### Short task:
Please reproduce the text of every entry below word for word, leaving out the pictures.

━━━━━ Data for the task ━━━━━

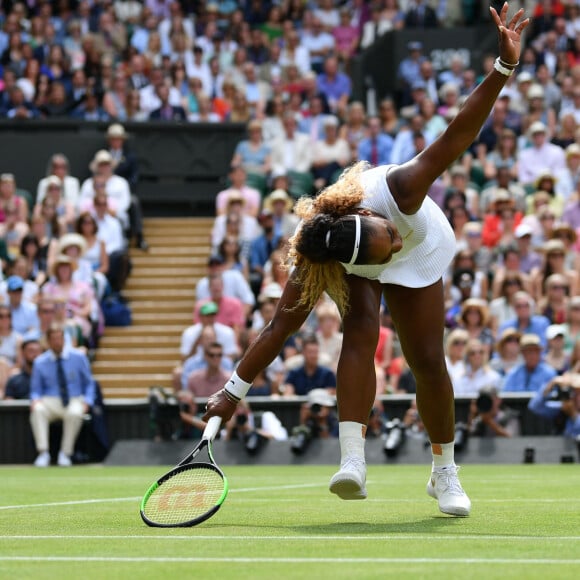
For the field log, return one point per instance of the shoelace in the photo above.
(449, 481)
(352, 464)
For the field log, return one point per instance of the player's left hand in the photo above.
(509, 33)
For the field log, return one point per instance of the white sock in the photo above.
(352, 439)
(237, 386)
(443, 454)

━━━━━

### Exercise output:
For the field log, return one point per instance of the shoelace in the photo above.
(449, 481)
(352, 464)
For the field log, return one point per instance of the player's left hand in the photo above.
(509, 33)
For the field log, return one point per instance of the white sock in the photo above.
(352, 439)
(237, 386)
(443, 454)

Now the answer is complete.